◆ ASSIGNED TASK: Do any lines in the data below contain "foliage"? If so, copy every one of them.

[Items from a dataset]
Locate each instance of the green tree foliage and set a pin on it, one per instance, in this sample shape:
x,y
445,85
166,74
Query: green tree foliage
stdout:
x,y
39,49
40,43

◆ RESPONSE TO THIS TASK:
Locate each instance of the green tree foliage and set a pin on it, one per instance, in this sample shape:
Query: green tree foliage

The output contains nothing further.